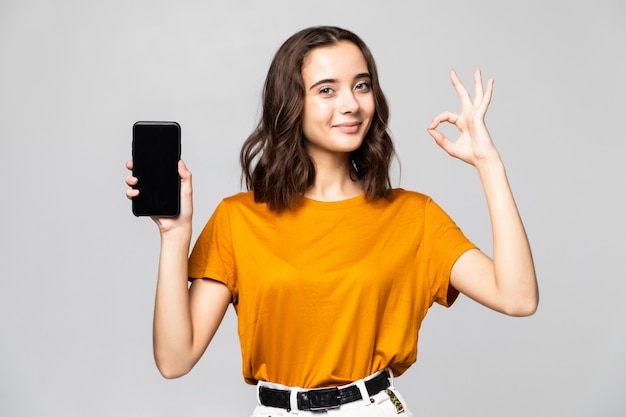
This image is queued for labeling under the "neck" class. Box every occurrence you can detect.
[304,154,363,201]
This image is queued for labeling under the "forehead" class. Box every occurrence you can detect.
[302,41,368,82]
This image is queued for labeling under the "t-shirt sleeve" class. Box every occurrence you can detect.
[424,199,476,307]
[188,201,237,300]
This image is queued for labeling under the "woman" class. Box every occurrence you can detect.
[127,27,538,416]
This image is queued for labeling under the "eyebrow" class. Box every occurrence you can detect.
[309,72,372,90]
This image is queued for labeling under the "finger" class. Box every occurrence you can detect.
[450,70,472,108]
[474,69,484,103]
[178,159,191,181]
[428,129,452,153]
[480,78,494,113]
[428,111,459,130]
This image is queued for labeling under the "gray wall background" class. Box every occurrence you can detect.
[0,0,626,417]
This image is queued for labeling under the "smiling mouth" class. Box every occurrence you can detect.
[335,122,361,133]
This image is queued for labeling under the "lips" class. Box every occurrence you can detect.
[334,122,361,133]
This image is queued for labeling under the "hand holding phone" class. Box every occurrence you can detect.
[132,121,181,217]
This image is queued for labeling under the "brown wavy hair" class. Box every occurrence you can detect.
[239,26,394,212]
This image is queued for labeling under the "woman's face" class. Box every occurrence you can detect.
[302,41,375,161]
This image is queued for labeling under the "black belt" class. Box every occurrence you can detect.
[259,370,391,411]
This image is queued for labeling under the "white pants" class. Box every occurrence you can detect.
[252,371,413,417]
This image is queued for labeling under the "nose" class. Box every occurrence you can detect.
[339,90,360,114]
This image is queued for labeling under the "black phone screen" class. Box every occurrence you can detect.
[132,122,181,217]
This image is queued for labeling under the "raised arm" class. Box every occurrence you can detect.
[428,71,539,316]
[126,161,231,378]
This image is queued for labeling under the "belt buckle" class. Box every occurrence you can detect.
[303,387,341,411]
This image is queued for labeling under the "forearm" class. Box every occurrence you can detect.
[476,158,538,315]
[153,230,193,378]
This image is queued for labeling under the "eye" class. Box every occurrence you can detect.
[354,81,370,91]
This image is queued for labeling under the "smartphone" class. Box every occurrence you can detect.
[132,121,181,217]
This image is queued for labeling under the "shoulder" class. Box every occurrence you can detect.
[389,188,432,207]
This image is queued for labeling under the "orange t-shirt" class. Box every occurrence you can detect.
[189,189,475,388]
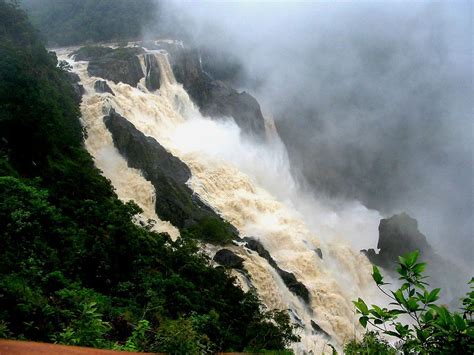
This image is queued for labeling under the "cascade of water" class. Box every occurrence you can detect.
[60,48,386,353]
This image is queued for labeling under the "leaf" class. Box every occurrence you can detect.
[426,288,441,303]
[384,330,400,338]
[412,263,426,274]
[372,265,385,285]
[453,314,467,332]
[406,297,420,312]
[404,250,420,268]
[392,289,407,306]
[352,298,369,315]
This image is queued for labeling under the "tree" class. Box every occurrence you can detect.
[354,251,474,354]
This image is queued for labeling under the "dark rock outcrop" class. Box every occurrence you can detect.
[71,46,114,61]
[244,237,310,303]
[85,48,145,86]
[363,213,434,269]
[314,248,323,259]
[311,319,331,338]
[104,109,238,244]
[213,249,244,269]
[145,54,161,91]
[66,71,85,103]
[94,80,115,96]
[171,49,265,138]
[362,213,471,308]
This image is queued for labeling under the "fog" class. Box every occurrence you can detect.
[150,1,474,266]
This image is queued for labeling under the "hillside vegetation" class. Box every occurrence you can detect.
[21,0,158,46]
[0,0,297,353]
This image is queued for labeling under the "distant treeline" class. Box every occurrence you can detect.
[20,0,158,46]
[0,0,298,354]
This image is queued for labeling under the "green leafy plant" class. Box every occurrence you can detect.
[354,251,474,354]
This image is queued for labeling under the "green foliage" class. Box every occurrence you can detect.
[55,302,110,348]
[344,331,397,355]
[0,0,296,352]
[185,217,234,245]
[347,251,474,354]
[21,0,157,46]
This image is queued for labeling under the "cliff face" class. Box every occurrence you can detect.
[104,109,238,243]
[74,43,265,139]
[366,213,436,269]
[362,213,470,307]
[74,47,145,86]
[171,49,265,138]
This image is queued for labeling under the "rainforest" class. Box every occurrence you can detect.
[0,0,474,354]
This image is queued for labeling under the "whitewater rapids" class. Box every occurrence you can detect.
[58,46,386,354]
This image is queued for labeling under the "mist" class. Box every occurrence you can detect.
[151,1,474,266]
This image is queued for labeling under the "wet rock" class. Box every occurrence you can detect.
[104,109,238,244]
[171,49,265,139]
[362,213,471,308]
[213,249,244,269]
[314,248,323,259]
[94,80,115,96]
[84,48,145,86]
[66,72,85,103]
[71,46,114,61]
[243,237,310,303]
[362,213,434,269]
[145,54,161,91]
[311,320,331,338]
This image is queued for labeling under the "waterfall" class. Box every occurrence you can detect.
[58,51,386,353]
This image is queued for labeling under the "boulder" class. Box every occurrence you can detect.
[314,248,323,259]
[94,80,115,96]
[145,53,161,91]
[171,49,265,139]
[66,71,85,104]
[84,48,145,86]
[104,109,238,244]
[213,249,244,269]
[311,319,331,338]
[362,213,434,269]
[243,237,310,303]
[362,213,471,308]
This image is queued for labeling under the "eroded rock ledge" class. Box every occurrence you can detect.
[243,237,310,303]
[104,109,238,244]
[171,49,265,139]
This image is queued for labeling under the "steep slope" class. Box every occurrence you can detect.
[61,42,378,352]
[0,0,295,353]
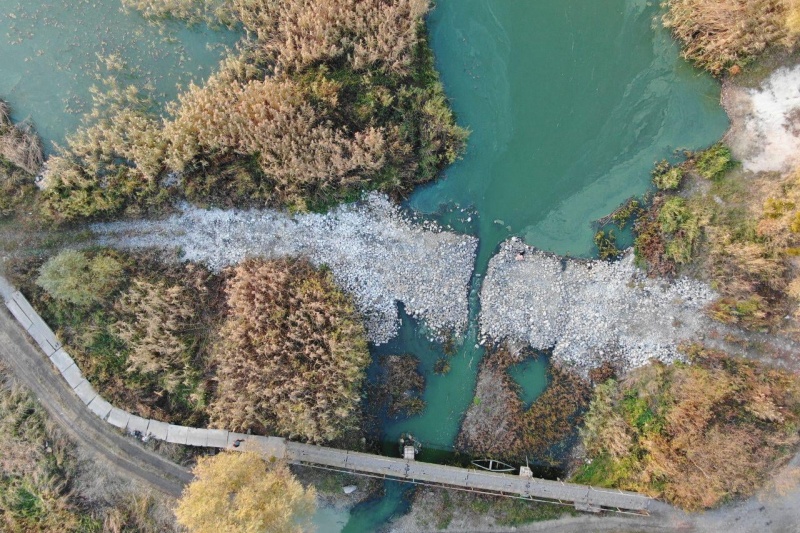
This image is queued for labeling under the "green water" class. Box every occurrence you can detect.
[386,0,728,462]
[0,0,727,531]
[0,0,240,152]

########################################

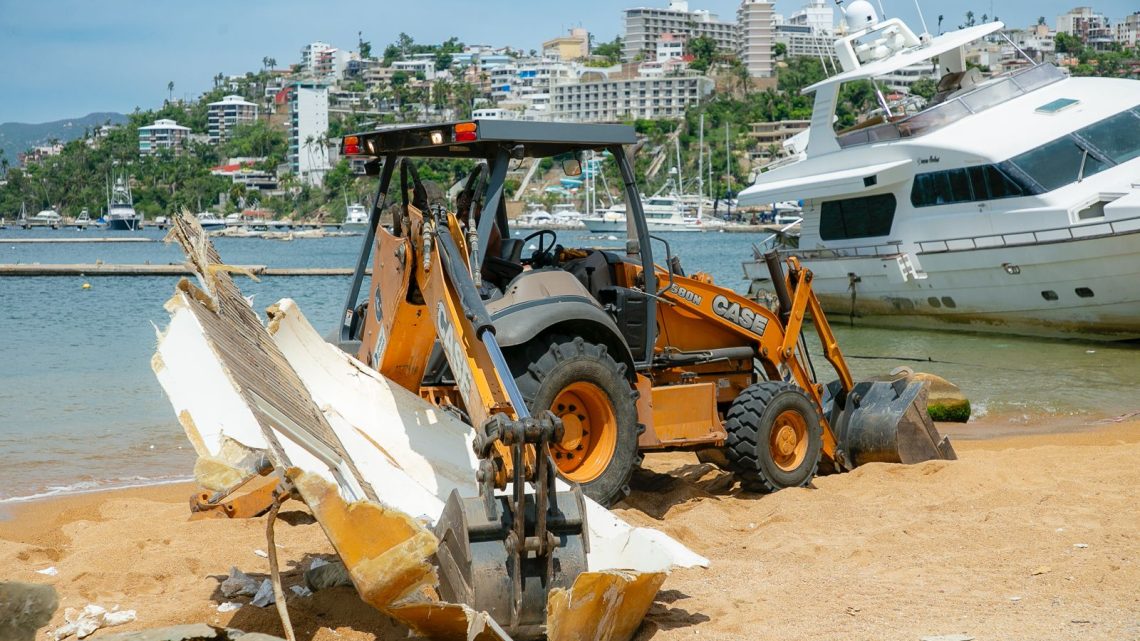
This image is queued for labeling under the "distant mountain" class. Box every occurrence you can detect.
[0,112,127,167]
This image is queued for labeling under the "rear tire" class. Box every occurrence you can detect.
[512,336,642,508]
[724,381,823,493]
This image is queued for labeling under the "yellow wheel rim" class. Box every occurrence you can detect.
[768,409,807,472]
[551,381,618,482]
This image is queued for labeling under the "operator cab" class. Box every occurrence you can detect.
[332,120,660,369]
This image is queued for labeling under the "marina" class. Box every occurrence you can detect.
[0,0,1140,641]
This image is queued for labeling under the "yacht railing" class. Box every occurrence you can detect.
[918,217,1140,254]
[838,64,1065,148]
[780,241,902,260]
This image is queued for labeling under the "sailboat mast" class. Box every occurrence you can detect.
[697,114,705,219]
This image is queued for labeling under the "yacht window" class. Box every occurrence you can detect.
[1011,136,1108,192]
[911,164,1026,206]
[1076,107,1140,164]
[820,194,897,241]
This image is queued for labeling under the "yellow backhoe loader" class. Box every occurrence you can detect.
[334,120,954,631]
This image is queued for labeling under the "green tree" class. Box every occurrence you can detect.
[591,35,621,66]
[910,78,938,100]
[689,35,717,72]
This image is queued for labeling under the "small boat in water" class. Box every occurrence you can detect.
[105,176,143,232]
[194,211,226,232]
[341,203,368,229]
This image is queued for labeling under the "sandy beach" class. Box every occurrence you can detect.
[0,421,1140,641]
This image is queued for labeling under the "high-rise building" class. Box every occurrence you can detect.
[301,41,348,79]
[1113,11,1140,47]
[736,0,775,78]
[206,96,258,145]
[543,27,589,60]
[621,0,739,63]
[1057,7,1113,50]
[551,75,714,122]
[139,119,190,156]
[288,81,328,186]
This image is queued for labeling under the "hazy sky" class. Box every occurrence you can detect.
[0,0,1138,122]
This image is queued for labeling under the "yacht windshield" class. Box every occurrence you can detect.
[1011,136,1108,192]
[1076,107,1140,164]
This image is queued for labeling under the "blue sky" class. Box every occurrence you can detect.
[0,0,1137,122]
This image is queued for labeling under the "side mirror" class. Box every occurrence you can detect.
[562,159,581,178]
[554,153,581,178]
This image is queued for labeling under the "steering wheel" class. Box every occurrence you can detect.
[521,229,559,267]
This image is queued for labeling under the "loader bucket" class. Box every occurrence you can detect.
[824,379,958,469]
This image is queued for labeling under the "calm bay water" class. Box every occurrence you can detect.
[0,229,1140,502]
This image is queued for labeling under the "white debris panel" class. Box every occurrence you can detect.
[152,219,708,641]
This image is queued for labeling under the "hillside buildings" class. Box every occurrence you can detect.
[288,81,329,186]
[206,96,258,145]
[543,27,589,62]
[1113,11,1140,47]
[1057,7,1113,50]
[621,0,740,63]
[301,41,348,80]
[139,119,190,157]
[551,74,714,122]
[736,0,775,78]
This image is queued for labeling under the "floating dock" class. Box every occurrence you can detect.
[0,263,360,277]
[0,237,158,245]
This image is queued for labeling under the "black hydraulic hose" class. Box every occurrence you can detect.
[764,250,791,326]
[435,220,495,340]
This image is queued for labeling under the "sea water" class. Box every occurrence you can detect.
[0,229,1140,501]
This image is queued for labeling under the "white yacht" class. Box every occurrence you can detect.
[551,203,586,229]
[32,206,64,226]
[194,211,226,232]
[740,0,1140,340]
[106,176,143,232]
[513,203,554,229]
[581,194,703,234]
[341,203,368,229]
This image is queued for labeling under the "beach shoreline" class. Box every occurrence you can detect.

########################################

• **What needs to be done**: Count how many lines in the material above contain the word "distant" and reply with that number only.

• **Complete response**: 2